_TRAVAIL DEMANDÉ_
Recopiez fidèlement, dans le texte sur Musset, tout le passage qui va de « Dans Wikipédia nous » jusqu’à « de son roman. ».

_TEXTE DE LA PAGE_
------------------------------------------------------------

Dans Wikipédia nous apprenons que:

« En mars 1834, Musset quitte Venise seul après le drame de la rupture avec George Sand quand elle l’abandonne et part avec le médecin Pagello. Commence alors une correspondance amicale «plus ardente que l’amour» entre les deux amants séparés, où Musset informe qu’il projette d’écrire leur histoire, «de bâtir un autel, fût-ce avec ses os» à George, qui sera le futur roman La Confession d’un enfant du siècle. Mais François Buloz, le directeur de la Revue des deux Mondes, lui fait une commande d’une comédie dans la continuité d’Un spectacle dans un fauteuil, laissant le poète désabusé, ne sachant même pas «comment lui faire une malheureuse comédie». C’est donc sans enthousiasme qu’il commence l’écriture d’On ne badine pas avec l’amour, finissant deux mois plus tard, pour enfin se tourner vers le projet de son roman.

La liaison passionnée qu’il a entretenue avec George Sand a nourri en grande partie la pièce, ainsi la scène 5 de l’acte II reprend des passages des lettres écrites par George Sand lors du conflit amoureux («Tous les hommes sont menteurs, inconstants…») ». (Source)

C’est – plus précisément – en Juillet 1834 que Musset publie « On ne badine pas avec l’amour ». Dans cette pièce la réplique de Perdican, sur la sainteté de l’amour (acte II, scène 5) est inspirée de sa correspondance avec George Sand: «J’ai souffert souvent, je me suis trompé quelquefois, mais j’ai aimé. C’est moi qui ai vécu et non pas un être factice créé par mon orgueil et mon ennui.».

------------------------------------------------------------

Entrées d’un jeu d’annotation par points
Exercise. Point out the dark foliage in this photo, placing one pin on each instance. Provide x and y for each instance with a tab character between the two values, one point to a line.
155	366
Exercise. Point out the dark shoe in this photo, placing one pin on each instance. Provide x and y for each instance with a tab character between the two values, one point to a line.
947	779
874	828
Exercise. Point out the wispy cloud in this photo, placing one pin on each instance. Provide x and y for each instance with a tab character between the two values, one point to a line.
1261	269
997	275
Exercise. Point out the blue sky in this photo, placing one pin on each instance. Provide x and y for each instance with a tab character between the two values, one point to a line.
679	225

------------------------------------------------------------

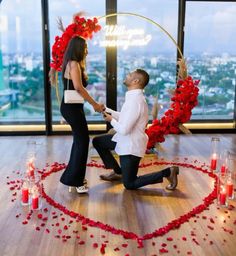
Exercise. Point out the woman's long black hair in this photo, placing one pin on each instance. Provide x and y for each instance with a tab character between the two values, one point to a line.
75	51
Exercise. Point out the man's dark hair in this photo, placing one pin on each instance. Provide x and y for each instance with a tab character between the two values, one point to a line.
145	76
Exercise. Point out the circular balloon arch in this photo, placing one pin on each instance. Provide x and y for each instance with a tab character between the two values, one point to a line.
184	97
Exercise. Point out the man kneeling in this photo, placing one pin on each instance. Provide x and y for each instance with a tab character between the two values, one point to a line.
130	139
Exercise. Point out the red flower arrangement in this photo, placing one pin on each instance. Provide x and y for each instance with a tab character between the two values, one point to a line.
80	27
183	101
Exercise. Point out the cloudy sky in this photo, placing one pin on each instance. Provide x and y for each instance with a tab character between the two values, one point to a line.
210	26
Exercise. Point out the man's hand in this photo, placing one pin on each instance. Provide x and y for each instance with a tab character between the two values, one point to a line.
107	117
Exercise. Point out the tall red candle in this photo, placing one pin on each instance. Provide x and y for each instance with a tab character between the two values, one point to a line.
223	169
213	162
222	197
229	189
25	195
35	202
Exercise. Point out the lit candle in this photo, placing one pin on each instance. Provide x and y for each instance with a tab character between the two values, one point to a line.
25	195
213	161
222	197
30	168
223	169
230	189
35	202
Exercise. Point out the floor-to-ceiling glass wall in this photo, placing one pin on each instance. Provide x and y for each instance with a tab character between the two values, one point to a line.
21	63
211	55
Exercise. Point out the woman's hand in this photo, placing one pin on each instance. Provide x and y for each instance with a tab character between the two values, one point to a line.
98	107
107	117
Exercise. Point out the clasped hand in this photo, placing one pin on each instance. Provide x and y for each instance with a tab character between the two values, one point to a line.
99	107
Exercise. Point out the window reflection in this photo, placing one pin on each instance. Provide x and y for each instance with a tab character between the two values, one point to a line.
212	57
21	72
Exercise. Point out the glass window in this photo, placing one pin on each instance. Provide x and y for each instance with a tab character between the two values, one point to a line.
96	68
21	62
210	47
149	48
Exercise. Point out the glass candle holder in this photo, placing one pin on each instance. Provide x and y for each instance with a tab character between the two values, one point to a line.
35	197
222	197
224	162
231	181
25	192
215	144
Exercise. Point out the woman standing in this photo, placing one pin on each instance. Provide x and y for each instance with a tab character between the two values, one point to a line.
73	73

------------------------------------------------------------

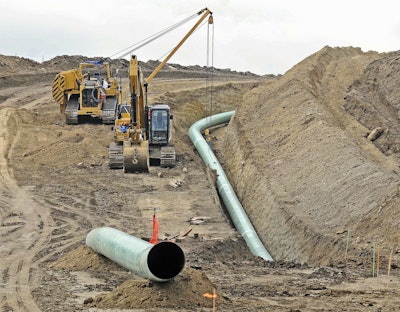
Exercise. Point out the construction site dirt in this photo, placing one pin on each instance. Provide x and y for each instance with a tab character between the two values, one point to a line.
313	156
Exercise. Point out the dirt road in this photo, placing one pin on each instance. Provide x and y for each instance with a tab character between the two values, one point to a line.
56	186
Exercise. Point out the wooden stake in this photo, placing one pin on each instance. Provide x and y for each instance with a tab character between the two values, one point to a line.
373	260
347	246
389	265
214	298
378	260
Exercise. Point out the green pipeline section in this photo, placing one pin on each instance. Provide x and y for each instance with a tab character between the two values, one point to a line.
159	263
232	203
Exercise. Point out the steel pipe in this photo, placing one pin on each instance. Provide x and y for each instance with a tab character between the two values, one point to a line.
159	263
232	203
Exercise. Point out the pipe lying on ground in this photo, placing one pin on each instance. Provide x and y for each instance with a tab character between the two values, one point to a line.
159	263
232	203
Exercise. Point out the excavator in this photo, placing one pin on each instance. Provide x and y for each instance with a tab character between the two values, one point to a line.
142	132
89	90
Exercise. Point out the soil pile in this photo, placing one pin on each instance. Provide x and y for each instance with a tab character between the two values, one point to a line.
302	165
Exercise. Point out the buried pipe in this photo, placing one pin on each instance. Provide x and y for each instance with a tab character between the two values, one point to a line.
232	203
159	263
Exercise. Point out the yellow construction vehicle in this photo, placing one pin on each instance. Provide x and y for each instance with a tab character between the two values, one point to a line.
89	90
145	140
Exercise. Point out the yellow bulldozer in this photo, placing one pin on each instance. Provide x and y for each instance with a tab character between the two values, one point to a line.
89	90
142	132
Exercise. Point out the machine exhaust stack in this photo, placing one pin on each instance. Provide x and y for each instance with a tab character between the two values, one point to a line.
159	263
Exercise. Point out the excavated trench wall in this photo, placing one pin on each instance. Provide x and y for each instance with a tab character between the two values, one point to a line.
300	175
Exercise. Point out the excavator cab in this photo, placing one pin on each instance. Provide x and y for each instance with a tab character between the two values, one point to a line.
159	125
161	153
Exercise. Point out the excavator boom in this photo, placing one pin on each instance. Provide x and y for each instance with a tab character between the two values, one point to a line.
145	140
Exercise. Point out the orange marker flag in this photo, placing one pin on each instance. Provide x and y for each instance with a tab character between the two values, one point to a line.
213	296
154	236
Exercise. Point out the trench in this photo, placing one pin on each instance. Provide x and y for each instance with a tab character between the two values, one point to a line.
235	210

------------------------------------------------------------

_EXERCICE TERMINÉ_
Dans Wikipédia nous apprenons que:

« En mars 1834, Musset quitte Venise seul après le drame de la rupture avec George Sand quand elle l’abandonne et part avec le médecin Pagello. Commence alors une correspondance amicale «plus ardente que l’amour» entre les deux amants séparés, où Musset informe qu’il projette d’écrire leur histoire, «de bâtir un autel, fût-ce avec ses os» à George, qui sera le futur roman La Confession d’un enfant du siècle. Mais François Buloz, le directeur de la Revue des deux Mondes, lui fait une commande d’une comédie dans la continuité d’Un spectacle dans un fauteuil, laissant le poète désabusé, ne sachant même pas «comment lui faire une malheureuse comédie». C’est donc sans enthousiasme qu’il commence l’écriture d’On ne badine pas avec l’amour, finissant deux mois plus tard, pour enfin se tourner vers le projet de son roman.